The Dippy Cat

The Dippy Cat

Wednesday, July 31, 2013

Dippy Does Wisconsin

A few weeks ago the Hip-Hop Hebe and I moved to Wisconsin. After some adult discussion (a coin toss, two screaming arguments and, when all else failed, a vigorous round of slap-fighting) we decided (I lost the fire-walking challenge) that I would be the one to drive the small truck, and Dippy, to our new home.

Eight hours.

In a rental truck.

With a companion who has been known to attack air, her own buttocks, and imaginary blue mice.

What could possibly go wrong?

After the exorcist finished up, I loaded Dip into her travel case.

"Ah" she said. "A new toy. The color is nice.... Oh HOLY MOTHER OF GOD IT'S A TRAP!"

My tiny Admiral Akbar immediately proved the Schroedinger was an ass. The potential states of a cat in a box are not "alive or dead," but "bloody furious," "plotting," and "violating all known natural law."

Thirty-seven clawed cat toes appeared from every "cat-friendly ventilated opening" of the case, and, as I watched, an eyeball and an ear try to climb independently through the "EZ View Wire Loading Door." I realized that I had apparently caged some relative of John Carpenter's "The Thing".

Fortunately, as she began to gnaw her way through the plastic (alternately humming "Don't Fear the Reaper" and doing her celebrated "Rabid Hyena" impersonation), I turned on the truck.

Before I took my hand off the key, the travel crate was empty. Where there had been a shrieking ball of fuzz there was now nothing more than two huge eyes, and some slightly thick air.

"Nope, no cats here," came a disembodied voice from inside the battered plastic. "Just a small defenseless dust bunny, or maybe a scrap of paper." There was a slight scuffling noise as the eyes tried to hide behind a dust mote.

I pulled out of the driveway.

My heart stopped when I got to the top of the street, glanced over, and saw what appeared to be a dead cat, laying flat on her back. I took a closer look.

Written instruction 1 -
Answer these questions using the blog post about Dippy:
(a) How many hours long was the drive?
(b) How many clawed cat toes came out of the case's openings?
(c) Which song did the cat hum while gnawing at the plastic?
Written instruction 2 - Reproduce the passage of the blog post about Dippy between "My tiny Admiral" and "on the truck.", inclusive.
The material after this point plays no part in this work.

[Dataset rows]

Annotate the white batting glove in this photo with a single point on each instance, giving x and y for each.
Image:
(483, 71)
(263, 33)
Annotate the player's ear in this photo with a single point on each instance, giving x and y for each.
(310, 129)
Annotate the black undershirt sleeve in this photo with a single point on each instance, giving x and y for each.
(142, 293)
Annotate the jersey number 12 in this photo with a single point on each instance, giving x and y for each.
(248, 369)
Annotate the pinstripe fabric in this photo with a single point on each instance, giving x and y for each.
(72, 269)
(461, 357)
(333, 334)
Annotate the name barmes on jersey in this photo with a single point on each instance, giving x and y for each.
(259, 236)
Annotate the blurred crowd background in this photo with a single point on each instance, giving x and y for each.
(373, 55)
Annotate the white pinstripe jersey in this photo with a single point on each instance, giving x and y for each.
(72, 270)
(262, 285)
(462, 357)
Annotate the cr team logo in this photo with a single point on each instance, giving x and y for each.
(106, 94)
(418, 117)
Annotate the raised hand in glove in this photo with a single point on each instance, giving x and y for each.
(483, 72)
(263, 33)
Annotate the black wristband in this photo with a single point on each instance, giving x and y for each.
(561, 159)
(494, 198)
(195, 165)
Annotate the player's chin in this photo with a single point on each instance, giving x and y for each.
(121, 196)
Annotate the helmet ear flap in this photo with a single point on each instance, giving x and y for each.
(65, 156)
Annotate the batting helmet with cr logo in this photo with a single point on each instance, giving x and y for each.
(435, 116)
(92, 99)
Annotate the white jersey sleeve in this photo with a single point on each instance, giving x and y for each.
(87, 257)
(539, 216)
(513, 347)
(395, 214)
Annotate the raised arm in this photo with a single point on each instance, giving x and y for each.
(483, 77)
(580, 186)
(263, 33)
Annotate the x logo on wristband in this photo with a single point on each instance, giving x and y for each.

Final result 1 -
(a) Eight hours.
(b) Thirty-seven.
(c) "Don't Fear the Reaper."

Final result 2 -
My tiny Admiral Akbar immediately proved the Schroedinger was an ass. The potential states of a cat in a box are not "alive or dead," but "bloody furious," "plotting," and "violating all known natural law."

Thirty-seven clawed cat toes appeared from every "cat-friendly ventilated opening" of the case, and, as I watched, an eyeball and an ear try to climb independently through the "EZ View Wire Loading Door." I realized that I had apparently caged some relative of John Carpenter's "The Thing".

Fortunately, as she began to gnaw her way through the plastic (alternately humming "Don't Fear the Reaper" and doing her celebrated "Rabid Hyena" impersonation), I turned on the truck.